-- DOCUMENT SEGMENT --
New figures from the Health Service Executive show the number of deaths from or with Covid-19 in nursing homes, in hospitals linked to outbreaks and in disability residential centres, since the start of the pandemic.
Of 8,545 Covid-19 deaths in Ireland, 2,323 or over 27% were in nursing homes.
The data covers the period from March 2020 until mid-February this year.
In acute hospitals, 12,582 confirmed cases were linked to outbreaks affecting patients or staff.
There have been 1,126 deaths linked to hospital outbreaks, involving patients or staff.
This figure breaks down as 1,121 confirmed Covid-19 cases and 5 possible Covid-19 cases.
In HSE-run disability residential centres there have been 59 Covid-19 deaths recorded.
The data was provided to Aontú leader Peadar Tóibín by the HSE's Health Protection Surveillance Centre in answers to a series of Parliamentary Questions.
The HSE said that it is not possible to reliably identify sporadic cases that may have contracted Covid-19 in hospital and that its case data relates to cases that were linked to hospital outbreaks.
It also said it is not possible to confirm that all cases linked to these outbreaks in hospital contracted Covid-19, while in the hospital setting.
Today effectively marks the third anniversary of the first officially confirmed case of Covid-19 here, on 29 February 2020.
Since then there have been over 1.7 million PCR-confirmed cases of Covid-19.
The Department of Health said today that based on the latest data from the European Centre for Disease Prevention and Control, Ireland experienced the sixth lowest Covid-19 death rate for every 100,000 of the population, out of 28 EU/UK countries, in the pandemic to date.
State inquiry
The Government intends to establish an inquiry into the State's handling of the Covid-19 pandemic by the middle of the year.
Decisions about the format of the inquiry including whether it should hold public sessions have not yet been made.

Kingston Mills, Professor of Experimental Immunology at the School of Biochemistry and Immunology at Trinity College Dublin, has said the important aspect about any inquiry is preparing for the next pandemic rather than blaming people for mistakes that were made during the Covid-19 pandemic.

Records from a data source:
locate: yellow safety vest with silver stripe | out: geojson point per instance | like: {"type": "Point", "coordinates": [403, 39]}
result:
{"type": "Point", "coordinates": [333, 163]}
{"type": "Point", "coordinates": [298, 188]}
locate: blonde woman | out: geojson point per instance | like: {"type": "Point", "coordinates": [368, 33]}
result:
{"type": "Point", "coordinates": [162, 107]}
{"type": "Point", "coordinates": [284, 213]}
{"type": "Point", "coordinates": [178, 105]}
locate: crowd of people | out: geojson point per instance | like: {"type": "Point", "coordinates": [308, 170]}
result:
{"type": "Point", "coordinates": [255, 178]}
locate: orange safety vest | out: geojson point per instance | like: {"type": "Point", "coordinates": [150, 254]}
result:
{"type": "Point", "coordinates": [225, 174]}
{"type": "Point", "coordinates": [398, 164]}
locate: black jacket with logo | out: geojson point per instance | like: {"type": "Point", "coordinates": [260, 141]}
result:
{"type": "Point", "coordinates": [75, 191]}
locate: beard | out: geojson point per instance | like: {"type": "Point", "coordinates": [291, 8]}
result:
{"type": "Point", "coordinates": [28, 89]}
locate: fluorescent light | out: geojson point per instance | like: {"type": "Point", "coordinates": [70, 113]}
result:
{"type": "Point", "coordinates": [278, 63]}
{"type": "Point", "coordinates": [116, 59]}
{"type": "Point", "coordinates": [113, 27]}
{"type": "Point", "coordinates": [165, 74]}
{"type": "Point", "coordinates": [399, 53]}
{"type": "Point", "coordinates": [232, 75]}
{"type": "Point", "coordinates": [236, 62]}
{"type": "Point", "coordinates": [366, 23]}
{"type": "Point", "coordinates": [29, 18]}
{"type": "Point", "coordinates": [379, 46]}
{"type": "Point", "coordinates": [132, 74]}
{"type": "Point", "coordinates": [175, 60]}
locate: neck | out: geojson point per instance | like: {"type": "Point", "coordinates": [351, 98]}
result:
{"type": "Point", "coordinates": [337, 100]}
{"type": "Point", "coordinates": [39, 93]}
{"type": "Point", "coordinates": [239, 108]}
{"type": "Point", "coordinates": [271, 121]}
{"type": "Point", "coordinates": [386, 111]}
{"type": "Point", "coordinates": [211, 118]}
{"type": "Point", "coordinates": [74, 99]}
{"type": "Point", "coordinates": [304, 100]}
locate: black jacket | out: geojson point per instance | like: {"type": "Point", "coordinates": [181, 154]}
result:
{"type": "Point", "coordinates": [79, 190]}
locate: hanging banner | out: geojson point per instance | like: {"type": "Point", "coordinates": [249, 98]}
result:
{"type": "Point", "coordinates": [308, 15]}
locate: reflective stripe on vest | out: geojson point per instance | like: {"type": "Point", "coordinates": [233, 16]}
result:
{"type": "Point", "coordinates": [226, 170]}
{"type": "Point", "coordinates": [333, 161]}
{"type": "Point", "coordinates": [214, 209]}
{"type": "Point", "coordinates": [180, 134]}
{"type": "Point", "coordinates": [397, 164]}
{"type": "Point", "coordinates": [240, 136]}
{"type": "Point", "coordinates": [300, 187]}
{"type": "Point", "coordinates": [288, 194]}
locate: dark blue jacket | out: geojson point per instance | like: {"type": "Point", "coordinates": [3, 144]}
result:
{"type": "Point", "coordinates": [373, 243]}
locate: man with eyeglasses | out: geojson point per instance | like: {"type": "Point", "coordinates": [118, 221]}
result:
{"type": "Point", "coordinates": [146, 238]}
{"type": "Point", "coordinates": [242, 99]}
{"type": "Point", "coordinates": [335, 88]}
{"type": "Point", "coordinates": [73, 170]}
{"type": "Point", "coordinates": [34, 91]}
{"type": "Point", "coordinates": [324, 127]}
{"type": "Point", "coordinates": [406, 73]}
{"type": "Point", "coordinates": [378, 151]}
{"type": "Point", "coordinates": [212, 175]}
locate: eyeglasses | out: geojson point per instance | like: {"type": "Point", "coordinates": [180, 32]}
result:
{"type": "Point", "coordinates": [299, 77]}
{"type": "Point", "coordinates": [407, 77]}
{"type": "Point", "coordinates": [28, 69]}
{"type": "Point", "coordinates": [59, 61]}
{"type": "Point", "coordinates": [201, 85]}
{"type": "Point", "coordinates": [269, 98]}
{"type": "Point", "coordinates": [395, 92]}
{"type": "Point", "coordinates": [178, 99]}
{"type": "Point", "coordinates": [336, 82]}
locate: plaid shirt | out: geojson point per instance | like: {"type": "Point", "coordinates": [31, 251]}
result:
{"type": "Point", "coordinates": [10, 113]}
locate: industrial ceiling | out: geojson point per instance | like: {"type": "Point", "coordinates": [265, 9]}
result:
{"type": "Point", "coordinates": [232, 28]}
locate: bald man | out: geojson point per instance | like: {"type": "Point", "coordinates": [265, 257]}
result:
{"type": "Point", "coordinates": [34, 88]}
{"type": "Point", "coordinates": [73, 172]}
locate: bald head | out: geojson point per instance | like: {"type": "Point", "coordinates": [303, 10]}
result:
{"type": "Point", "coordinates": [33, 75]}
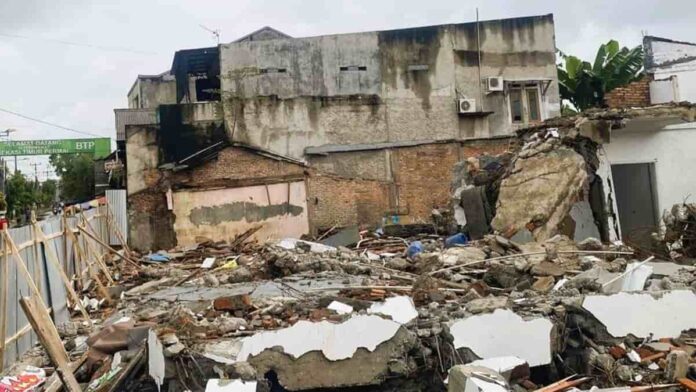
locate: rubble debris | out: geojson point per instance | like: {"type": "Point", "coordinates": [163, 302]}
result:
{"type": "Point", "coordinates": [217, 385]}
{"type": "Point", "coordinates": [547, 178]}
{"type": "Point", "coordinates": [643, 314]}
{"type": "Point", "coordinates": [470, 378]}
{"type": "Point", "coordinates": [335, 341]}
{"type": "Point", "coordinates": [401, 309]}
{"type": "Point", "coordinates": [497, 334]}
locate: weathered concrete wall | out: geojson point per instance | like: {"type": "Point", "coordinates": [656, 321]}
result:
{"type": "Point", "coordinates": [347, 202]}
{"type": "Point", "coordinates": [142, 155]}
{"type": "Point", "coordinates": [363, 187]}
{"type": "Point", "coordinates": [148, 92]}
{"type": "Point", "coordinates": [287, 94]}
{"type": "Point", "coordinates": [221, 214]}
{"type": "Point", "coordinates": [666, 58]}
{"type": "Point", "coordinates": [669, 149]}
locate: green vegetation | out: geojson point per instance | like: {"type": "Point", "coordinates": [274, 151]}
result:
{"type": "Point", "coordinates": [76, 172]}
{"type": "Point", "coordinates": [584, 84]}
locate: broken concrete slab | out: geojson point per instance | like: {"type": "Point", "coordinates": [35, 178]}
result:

-- EXERCISE --
Continue the Irish Covid-19 deaths report from its last sentence.

-- RESULT OF THE TASK --
Speaking to RTÉ's Drivetime he said: "Everybody was under a lot of pressure, the Government, the HSE, the Department of Health and they had to make a lot of rapid decisions which weren't very popular amongst the public."
He said a lot of the decisions that were made during the pandemic were made to protect people, especially vulnerable people.
He said by and large the Government and Ireland as a country did very well, particularly with vaccination.
However, he said some mistakes were made and "sometimes our Government, the Department of Health and the HSE were slow to react to some emerging scientific evidence", such as mask wearing and antigen testing.
Asked if he thought that a total lockdown during some parts of the pandemic were inappropriate, Prof Mills said: "You have to put yourself back in the position that you were in then rather than looking at it from now because it's very easy now to say 'what was the right thing to do' because you have a lot more information than you had then."
He said the reality at the time was that hospitals were being overwhelmed, intensive care units were at full capacity and people were dying from Covid-19 and all the evidence from international studies and other countries was that limiting the interaction between people was one way of stopping transmission and slowing down the transmission and giving the hospitals a chance to contain the infection.